[Document extract]
___

Born in Liège, Dethier was the son of organist Emile Jean Joseph Dethier (1849-1933), the brother of violinist Edouard Dethier, and the uncle of physiologist Vincent Dethier. He studied at the Royal Conservatory in his native city with Alexandre Guilmant. He was awarded premiers prix in organ, piano, harmony, and fugue from the conservatory.

In 1886, at just 11 years of age, Dethier was appointed organist at the Église Saint-Jacques-le-Mineur de Liège. He eventually left there to work in the same capacity at the Église Saint-Christophe de Liège.

== Relocation to United States ==
In 1894, Dethier emigrated to the United States where he eventually became a naturalized citizen. He served as an organist at The Church of St. Francis Xavier from 1894 until 1907. After he left in 1907, the position was filled by Italian organist Pietro Yon who would eventually become organist at St. Patrick's Cathedral.

___

[Study questions]
#1 Write out the passage about Dethier word for word, starting with "In 1886, at" and going on through "St. Patrick's Cathedral.".
#2 Carry on the passage about Dethier from its last sentence.

[Recorded data]
___

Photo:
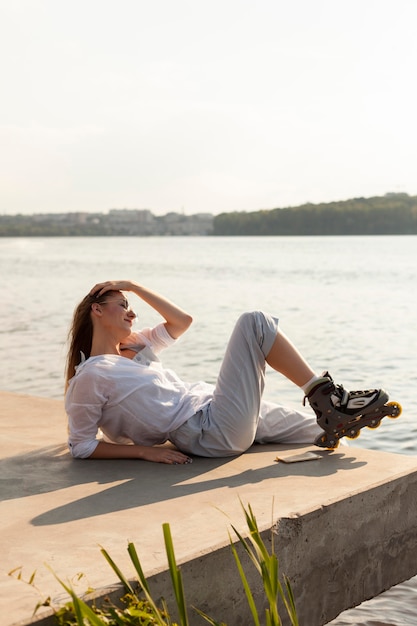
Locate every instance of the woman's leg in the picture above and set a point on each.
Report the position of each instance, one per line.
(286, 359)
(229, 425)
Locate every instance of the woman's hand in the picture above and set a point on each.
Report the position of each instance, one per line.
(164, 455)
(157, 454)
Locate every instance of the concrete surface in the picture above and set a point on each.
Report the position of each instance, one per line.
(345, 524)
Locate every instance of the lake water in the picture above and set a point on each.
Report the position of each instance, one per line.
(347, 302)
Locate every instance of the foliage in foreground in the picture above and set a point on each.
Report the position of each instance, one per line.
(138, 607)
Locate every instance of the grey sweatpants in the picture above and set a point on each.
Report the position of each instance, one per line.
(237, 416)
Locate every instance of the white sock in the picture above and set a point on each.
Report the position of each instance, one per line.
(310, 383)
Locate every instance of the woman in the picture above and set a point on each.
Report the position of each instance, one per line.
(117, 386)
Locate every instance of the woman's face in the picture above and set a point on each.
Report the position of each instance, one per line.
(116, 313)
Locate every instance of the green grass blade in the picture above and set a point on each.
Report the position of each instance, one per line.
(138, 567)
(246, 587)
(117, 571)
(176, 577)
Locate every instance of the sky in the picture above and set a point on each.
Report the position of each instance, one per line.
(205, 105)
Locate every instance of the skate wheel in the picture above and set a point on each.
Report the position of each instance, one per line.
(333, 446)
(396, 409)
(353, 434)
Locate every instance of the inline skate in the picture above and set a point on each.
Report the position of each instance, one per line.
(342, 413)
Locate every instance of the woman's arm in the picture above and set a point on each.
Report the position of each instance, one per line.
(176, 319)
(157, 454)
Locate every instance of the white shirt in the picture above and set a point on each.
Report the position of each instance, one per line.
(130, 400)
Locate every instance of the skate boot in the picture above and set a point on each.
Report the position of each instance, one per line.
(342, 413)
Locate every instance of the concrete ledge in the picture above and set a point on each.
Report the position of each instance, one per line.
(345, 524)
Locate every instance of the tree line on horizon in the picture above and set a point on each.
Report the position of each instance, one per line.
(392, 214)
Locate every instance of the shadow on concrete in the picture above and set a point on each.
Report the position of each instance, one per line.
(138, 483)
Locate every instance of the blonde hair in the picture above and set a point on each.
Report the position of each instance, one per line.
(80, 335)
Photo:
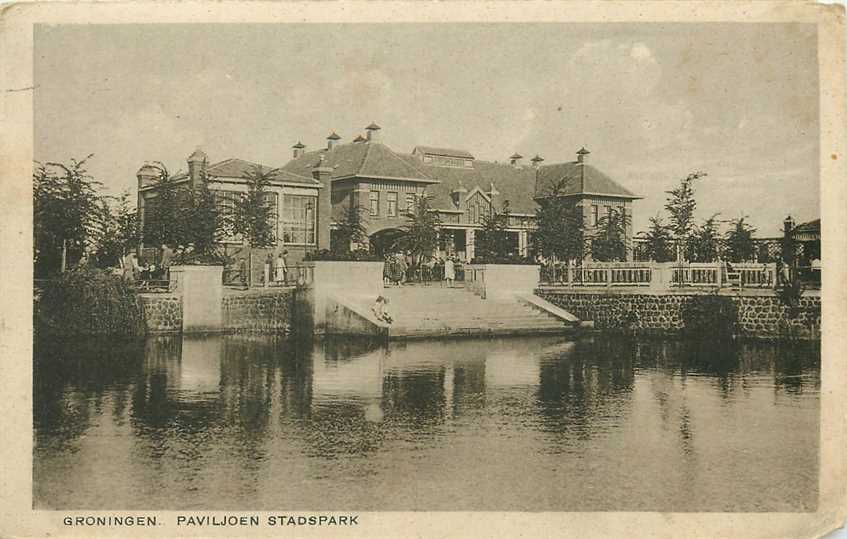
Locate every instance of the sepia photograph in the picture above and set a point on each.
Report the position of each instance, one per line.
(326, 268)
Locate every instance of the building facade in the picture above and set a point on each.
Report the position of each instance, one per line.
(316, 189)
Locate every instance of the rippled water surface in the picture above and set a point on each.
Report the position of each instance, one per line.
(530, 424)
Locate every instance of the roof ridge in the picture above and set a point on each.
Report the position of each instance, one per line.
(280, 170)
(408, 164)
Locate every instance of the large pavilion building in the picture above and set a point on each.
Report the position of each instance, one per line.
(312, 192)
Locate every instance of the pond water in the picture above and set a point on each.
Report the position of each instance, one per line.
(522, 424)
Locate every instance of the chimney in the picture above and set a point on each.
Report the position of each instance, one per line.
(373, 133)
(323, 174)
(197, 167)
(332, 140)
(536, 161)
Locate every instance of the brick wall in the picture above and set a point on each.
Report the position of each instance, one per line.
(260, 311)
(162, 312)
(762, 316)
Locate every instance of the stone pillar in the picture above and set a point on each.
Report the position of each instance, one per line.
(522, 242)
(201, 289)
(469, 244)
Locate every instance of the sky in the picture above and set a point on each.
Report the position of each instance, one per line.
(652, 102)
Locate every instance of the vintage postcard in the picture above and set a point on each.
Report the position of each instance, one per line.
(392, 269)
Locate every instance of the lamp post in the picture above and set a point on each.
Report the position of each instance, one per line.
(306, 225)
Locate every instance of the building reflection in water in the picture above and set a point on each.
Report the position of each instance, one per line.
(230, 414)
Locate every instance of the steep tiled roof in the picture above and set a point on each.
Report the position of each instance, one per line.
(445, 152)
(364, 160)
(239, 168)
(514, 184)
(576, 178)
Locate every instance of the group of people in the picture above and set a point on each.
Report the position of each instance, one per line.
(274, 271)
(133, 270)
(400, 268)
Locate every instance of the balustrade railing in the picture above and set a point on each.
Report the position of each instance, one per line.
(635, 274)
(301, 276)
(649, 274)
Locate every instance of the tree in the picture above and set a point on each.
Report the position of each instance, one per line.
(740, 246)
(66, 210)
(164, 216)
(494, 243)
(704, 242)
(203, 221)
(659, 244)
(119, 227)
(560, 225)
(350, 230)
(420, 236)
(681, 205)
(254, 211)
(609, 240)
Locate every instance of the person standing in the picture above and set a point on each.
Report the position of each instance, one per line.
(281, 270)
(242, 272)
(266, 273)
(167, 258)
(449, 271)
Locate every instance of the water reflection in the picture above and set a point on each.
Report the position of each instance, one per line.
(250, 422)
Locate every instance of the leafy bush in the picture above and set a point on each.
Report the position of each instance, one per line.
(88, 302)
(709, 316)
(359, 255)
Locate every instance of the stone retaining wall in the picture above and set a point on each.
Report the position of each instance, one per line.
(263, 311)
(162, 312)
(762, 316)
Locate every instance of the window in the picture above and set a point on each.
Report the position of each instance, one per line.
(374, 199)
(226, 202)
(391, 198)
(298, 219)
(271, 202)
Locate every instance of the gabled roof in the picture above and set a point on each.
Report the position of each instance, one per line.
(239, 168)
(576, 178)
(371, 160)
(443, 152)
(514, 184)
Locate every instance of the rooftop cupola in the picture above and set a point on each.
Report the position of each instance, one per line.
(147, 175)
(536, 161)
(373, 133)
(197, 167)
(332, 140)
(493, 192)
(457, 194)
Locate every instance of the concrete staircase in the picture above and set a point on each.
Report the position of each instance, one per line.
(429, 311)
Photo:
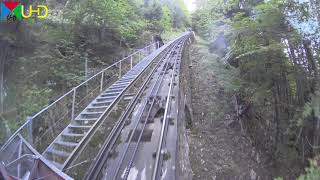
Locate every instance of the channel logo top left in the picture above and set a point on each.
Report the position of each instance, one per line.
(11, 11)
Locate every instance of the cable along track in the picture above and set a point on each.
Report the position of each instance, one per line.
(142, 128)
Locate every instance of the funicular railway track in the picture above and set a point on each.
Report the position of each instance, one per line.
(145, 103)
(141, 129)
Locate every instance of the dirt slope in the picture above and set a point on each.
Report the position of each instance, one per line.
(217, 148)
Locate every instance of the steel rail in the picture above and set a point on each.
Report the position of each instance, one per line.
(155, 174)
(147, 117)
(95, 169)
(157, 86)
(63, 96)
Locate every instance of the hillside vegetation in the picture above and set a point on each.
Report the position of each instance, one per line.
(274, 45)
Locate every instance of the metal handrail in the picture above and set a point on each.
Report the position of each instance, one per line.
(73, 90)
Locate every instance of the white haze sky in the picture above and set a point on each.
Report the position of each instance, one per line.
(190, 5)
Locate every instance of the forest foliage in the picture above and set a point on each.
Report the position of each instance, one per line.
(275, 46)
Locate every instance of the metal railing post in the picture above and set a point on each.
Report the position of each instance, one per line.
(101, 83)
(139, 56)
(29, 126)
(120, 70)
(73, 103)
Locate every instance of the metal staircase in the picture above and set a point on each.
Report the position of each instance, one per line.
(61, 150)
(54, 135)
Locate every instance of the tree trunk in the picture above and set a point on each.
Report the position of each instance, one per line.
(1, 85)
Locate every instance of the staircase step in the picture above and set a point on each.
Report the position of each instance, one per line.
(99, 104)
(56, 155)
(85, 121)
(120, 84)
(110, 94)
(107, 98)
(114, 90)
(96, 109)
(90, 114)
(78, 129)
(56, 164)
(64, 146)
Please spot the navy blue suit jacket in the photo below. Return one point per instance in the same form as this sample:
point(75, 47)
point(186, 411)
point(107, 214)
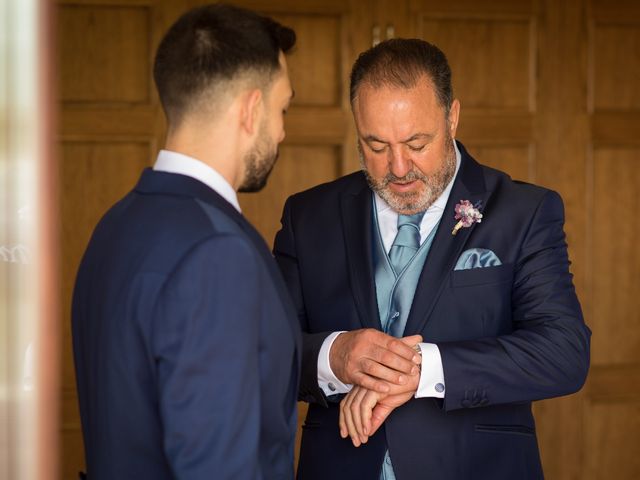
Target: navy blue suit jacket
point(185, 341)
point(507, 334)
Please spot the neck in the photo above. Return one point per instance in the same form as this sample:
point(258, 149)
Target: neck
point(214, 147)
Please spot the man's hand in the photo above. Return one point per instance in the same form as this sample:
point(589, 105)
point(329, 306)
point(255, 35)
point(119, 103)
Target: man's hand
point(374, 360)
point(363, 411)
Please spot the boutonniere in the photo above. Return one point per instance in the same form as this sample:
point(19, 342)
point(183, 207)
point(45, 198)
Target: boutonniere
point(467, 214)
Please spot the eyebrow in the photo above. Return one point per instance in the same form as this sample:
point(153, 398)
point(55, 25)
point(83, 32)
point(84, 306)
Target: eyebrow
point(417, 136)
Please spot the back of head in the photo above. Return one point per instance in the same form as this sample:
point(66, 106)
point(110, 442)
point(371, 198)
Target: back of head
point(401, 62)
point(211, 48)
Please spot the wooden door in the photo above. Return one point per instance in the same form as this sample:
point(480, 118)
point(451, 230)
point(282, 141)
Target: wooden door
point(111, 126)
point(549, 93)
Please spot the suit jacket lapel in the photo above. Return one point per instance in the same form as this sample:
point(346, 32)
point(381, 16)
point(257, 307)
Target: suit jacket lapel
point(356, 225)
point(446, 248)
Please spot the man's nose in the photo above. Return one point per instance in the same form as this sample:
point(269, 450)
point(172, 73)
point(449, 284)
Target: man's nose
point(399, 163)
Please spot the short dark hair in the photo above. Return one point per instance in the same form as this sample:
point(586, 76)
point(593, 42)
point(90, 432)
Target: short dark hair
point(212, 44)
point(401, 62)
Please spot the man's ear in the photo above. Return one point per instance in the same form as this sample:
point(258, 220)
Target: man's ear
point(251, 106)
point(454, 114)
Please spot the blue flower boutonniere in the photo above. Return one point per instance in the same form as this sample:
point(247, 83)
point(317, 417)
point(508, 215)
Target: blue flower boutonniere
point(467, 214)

___

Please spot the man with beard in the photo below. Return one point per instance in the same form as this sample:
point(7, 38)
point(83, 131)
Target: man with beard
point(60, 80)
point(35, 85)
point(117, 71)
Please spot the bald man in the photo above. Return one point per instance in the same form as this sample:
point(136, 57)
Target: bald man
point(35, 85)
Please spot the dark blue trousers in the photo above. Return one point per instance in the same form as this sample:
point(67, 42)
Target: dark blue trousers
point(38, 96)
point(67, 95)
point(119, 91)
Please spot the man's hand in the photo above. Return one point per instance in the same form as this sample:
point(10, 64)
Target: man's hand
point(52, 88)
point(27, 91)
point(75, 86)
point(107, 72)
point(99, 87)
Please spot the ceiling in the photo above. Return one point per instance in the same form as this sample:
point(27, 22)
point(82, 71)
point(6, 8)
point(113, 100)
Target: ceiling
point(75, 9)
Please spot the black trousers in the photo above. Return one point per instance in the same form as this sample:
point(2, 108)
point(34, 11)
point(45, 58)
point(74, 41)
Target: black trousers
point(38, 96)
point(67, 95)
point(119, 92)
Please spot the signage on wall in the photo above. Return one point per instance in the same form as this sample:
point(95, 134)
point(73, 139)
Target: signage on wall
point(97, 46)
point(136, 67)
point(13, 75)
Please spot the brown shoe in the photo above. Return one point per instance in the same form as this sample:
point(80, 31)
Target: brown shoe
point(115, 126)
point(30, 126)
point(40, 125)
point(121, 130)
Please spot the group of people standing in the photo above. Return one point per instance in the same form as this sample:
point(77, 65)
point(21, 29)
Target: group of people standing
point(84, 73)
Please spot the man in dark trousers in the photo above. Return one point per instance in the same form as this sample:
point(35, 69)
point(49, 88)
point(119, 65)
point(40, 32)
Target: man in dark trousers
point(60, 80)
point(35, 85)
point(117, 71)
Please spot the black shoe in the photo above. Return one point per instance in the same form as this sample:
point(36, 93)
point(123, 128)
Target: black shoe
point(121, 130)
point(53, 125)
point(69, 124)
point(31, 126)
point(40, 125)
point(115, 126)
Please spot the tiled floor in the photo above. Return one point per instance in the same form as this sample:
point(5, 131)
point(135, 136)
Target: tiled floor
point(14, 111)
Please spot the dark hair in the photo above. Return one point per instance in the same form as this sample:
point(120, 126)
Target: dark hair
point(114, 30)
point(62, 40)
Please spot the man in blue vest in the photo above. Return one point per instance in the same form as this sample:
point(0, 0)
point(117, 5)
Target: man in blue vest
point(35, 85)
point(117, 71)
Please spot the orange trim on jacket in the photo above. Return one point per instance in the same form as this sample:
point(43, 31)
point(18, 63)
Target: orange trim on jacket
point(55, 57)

___

[Responses]
#1
In 1886, at just 11 years of age, Dethier was appointed organist at the Église Saint-Jacques-le-Mineur de Liège. He eventually left there to work in the same capacity at the Église Saint-Christophe de Liège.

== Relocation to United States ==
In 1894, Dethier emigrated to the United States where he eventually became a naturalized citizen. He served as an organist at The Church of St. Francis Xavier from 1894 until 1907. After he left in 1907, the position was filled by Italian organist Pietro Yon who would eventually become organist at St. Patrick's Cathedral.

#2
== Juilliard School ==
He taught organ on the faculty of the Juilliard School from 1907 until 1945. Among his notable pupils were Ray Lev, Marcelle Martin, Carl McKinley, Georges-Émile Tanguay, and Powell Weaver. In the early 1920s he also provided private instruction on the piano to the aspiring young composer and organist Paul Creston.

Dethier is best remembered today as the composer of a set of Variations on 'Adeste Fideles' (1902) which is occasionally performed today.